### Goal of the exercise:
An exact reproduction of all entries is required.

### Exercise input:
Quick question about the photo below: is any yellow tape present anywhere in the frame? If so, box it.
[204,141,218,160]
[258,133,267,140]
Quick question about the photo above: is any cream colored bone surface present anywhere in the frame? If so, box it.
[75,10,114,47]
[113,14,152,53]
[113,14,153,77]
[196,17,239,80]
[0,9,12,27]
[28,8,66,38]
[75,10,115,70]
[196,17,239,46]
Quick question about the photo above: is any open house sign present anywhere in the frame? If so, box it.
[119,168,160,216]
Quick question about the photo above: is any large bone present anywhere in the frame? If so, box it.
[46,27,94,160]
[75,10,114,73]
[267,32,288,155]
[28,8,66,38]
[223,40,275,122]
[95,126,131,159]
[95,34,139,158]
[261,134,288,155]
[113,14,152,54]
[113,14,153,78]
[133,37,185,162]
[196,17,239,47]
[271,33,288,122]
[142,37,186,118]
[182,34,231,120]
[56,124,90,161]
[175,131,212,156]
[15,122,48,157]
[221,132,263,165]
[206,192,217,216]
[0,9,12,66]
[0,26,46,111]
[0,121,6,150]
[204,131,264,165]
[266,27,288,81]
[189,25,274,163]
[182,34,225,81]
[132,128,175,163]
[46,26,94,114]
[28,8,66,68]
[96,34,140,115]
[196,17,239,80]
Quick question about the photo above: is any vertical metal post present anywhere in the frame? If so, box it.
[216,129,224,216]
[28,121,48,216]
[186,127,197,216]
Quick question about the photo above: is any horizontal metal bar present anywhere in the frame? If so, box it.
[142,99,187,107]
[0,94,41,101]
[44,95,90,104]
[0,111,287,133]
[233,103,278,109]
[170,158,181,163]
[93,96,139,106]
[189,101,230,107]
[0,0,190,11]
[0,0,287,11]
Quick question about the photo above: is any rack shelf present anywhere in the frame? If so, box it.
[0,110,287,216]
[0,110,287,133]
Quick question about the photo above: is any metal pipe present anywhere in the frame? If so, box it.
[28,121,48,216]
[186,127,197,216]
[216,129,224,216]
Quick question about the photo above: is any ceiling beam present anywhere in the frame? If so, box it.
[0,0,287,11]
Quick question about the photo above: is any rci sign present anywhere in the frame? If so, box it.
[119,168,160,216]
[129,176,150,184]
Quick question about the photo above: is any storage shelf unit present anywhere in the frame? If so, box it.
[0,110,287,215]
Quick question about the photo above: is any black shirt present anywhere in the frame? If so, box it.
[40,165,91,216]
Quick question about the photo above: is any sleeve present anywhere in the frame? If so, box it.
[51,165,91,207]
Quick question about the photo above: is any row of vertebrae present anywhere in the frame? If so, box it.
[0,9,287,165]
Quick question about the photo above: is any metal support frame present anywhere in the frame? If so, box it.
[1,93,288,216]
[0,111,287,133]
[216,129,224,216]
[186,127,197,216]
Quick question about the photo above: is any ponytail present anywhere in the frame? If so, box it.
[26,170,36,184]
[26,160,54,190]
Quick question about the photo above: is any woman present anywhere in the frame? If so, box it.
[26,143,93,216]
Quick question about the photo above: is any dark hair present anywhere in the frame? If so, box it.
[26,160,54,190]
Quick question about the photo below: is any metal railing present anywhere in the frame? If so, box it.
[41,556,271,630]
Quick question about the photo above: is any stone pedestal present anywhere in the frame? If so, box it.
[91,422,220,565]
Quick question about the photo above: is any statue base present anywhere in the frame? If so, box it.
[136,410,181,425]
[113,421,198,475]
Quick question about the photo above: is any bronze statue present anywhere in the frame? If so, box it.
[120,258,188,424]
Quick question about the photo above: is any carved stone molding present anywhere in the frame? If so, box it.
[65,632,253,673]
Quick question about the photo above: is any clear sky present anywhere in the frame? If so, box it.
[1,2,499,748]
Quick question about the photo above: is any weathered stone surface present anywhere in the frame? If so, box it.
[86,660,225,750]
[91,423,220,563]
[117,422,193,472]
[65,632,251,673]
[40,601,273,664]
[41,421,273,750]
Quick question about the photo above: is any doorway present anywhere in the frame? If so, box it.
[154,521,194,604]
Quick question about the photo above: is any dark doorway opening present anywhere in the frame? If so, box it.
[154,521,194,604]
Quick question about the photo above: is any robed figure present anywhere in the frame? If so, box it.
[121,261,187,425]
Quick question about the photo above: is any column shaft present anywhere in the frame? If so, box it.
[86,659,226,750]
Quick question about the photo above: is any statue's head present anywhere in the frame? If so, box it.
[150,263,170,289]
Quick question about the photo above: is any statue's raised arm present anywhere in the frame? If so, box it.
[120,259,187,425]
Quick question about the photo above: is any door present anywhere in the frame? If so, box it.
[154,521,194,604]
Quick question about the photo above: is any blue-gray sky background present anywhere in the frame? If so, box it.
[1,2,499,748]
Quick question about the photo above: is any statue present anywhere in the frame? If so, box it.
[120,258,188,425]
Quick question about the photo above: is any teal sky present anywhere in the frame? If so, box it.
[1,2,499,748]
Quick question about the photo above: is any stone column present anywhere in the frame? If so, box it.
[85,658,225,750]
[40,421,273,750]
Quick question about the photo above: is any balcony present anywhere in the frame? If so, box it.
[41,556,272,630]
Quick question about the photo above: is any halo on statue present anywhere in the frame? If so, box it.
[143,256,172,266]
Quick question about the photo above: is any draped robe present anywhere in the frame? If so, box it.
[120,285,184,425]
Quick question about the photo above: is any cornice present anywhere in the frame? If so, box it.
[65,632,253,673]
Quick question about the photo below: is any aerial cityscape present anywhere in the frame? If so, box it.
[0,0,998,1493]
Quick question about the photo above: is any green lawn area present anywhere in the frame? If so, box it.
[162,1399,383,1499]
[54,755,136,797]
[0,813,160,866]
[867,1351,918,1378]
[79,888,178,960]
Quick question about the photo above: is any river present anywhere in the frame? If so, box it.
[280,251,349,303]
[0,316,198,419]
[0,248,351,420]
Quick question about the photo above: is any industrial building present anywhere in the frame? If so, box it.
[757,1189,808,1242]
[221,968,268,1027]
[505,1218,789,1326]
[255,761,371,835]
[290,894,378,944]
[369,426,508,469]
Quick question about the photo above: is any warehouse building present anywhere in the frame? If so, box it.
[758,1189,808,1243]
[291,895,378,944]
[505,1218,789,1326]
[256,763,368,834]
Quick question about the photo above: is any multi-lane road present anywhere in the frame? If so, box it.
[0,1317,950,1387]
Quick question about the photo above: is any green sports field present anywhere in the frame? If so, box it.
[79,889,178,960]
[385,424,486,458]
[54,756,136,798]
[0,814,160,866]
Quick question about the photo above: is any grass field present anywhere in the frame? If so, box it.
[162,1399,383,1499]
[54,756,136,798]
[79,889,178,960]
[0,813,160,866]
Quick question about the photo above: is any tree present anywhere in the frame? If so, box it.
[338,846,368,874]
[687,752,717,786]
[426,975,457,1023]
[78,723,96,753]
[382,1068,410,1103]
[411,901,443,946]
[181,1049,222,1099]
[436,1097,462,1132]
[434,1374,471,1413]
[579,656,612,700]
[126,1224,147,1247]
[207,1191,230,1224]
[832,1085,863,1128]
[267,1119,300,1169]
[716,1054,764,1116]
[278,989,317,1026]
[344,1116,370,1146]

### Output of the task:
Quick question about the photo below: is any yellow tape present anywhere in the frame? If so, box it.
[204,141,218,160]
[258,133,267,140]
Quick question about the photo above: is any cream colored bone surface present anywhere in the frame? If so, box it.
[75,10,114,47]
[113,14,152,53]
[113,14,153,77]
[196,17,239,80]
[0,9,12,27]
[28,8,66,38]
[75,10,115,70]
[196,17,239,46]
Quick question about the photo above: is any open house sign present anywhere in the frame? If so, box it.
[119,168,160,216]
Quick question about the photo above: is any large bone present anywhere in the frame? If so, box it.
[46,27,94,160]
[75,10,114,73]
[267,32,288,155]
[28,8,66,38]
[223,40,275,122]
[95,126,131,159]
[95,34,139,158]
[261,134,288,155]
[113,14,152,54]
[113,14,153,78]
[133,37,185,162]
[196,17,239,47]
[271,33,288,122]
[142,37,186,118]
[182,34,231,120]
[56,124,90,161]
[175,131,212,156]
[15,122,48,157]
[221,132,263,165]
[206,192,217,216]
[0,9,12,66]
[0,26,46,111]
[0,121,6,150]
[204,131,264,165]
[266,27,288,81]
[189,25,274,163]
[182,34,225,81]
[132,128,175,163]
[46,26,94,114]
[28,8,66,68]
[96,34,140,115]
[196,17,239,80]
Quick question about the photo above: is any vertical metal post present anywhere in the frame? If so, box it.
[216,129,224,216]
[28,121,48,216]
[186,127,197,216]
Quick question about the photo above: is any horizontal metal bar present anywhere in the frame? If so, box it.
[142,99,187,107]
[0,94,41,101]
[44,95,90,104]
[0,111,287,133]
[233,103,278,109]
[170,158,181,163]
[93,96,139,106]
[189,101,230,107]
[0,0,190,11]
[0,0,287,11]
Quick question about the photo above: is any rack shelf present anywhere in the frame? If so, box it.
[0,110,287,216]
[0,110,287,133]
Quick question about the photo above: is any metal pipe present anywhere in the frame? If so, box it.
[28,121,48,216]
[186,127,197,216]
[216,129,224,216]
Quick question about the photo above: is any ceiling beam present anywhere in the frame? If so, box it.
[0,0,287,11]
Quick question about the photo above: is any rci sign present anywhere in the frame? If so, box it.
[119,168,160,216]
[129,176,150,184]
Quick question about the photo above: is any storage shelf unit present anywhere in the frame? If so, box it.
[0,110,287,215]
Quick question about the photo above: is any black shirt present anywhere in the frame? If so, box it.
[40,165,91,216]
Quick question about the photo above: is any sleeve present anywhere in the frame? If so, box it.
[51,165,91,207]
Quick question about the photo above: is any row of vertebrae present anywhere in the frame? If so, box it.
[0,9,287,165]
Quick question about the photo above: is any metal support frame present anywhere in the frame? If so, box it.
[1,93,288,216]
[0,111,287,133]
[216,129,224,216]
[186,127,197,216]
Quick question about the photo above: is any ponytail present anywhere in the frame? If so, box it.
[26,170,36,184]
[26,160,54,190]
Quick question about the photo above: is any woman present anywhere in the frame? If so, box it.
[26,143,93,216]
Quick question about the photo above: is any dark hair present anywhere in the frame? If so, box it.
[26,160,54,190]
Quick question about the photo below: is any metal railing present anywhere in the frame? If so, box it.
[41,556,271,630]
Quick question about the photo above: is any stone pedestal present anywhere in the frame? If so, box it.
[91,422,220,565]
Quick question about the photo above: is any statue base present anywhere in the frame? If so, box it.
[136,410,181,425]
[113,421,198,475]
Quick question about the photo above: is any bronze statue present anywhere in the frame? If so, box it.
[120,258,188,424]
Quick question about the photo above: is any carved stone molding present anywhere in the frame? If so, box it.
[65,632,253,673]
Quick question about the photo above: is any clear sky present anywhere in the frame? If so, box it.
[1,2,499,748]
Quick question about the photo above: is any weathered stone surface present anywhere in the frame? If so, box it.
[86,660,225,750]
[91,423,220,563]
[117,422,193,472]
[65,632,251,673]
[40,601,273,664]
[41,421,273,750]
Quick question about the photo above: is any doorway present anywhere in the frame? If so, box it.
[154,521,194,604]
Quick question about the photo above: is any dark doorway opening present anywhere in the frame? If so, box it.
[154,521,194,604]
Quick question about the photo above: is any robed figure present anywhere in the frame? If so, box it.
[121,261,187,425]
Quick question about the photo above: is any column shaft present anywhere in the frame? If so, box it.
[86,659,226,750]
Quick question about the photo above: is any statue's head present anywhere in the frame? If so, box it.
[150,263,170,289]
Quick question about the photo above: is any statue's raised arm present anywhere in the frame? If so, box it.
[120,259,187,425]
Quick question about the photo above: is any door present anywhere in the frame? If so, box it.
[154,521,194,604]
Quick question about the photo above: is any blue-gray sky background present anywhere in the frame? If so, box it.
[1,2,499,748]
Quick question about the photo above: is any statue present anywhere in the frame? If so, box it.
[120,258,188,425]
Quick question about the photo above: is any teal sky present anywhere in the frame? If so, box it.
[1,2,499,748]
Quick question about the photo above: is any stone column present anywhere in the frame? If so, box it.
[85,658,225,750]
[40,421,273,750]
Quick question about the photo above: is any balcony present anywhere in the frame? If so, box it.
[41,556,272,630]
Quick question about the photo above: is any halo on statue present anywhere in the frame? If so, box it.
[143,256,172,266]
Quick question about the photo above: is any draped robe present anywhere in the frame? If so, box it.
[120,285,184,425]
Quick question about the photo above: is any cornice present anywhere in the frame? If so, box it.
[65,632,253,673]
Quick question about the photo below: is any aerial cityscape present anywhere in the frame? If so, box it.
[0,0,998,1493]
Quick question about the photo above: is any green lawn area present anywhere in the frame? If so, box it.
[162,1399,383,1499]
[54,755,136,797]
[0,813,160,866]
[867,1351,918,1378]
[79,888,178,960]
Quick question about the photo above: is any river present anywhere in the frame? If so, box it.
[280,251,349,303]
[0,316,198,419]
[0,248,351,420]
Quick question about the photo above: is any industrial building present anywhere in the frame? If so, box it.
[757,1189,808,1242]
[221,968,268,1027]
[505,1218,789,1326]
[255,761,371,835]
[290,894,378,944]
[369,426,508,469]
Quick question about the photo above: is any warehouse building present anywhere in the frame? If so, box it.
[758,1189,808,1243]
[291,895,378,944]
[505,1218,789,1326]
[256,763,368,834]
Quick question about the photo above: is any multi-lane road present anywhere in the frame? If so, box it.
[0,1317,950,1387]
Quick question about the photo above: is any green sports field present anywhere in the frame? If so, box it.
[79,889,178,960]
[385,424,486,458]
[54,756,136,798]
[0,814,160,866]
Quick question about the photo above: is any grass field present anywhere in the frame? If so, box it.
[162,1399,383,1499]
[54,756,136,798]
[79,889,178,960]
[0,813,160,866]
Quick question about the photo above: is any tree present anywhere in the frame? If so, box it.
[338,846,368,874]
[687,752,717,786]
[426,975,457,1023]
[78,723,96,753]
[382,1068,410,1103]
[411,901,443,946]
[181,1049,222,1099]
[436,1097,462,1132]
[434,1374,471,1413]
[579,656,612,700]
[126,1224,147,1247]
[207,1191,230,1224]
[832,1085,863,1128]
[267,1119,300,1169]
[716,1054,764,1116]
[278,989,317,1026]
[344,1116,370,1146]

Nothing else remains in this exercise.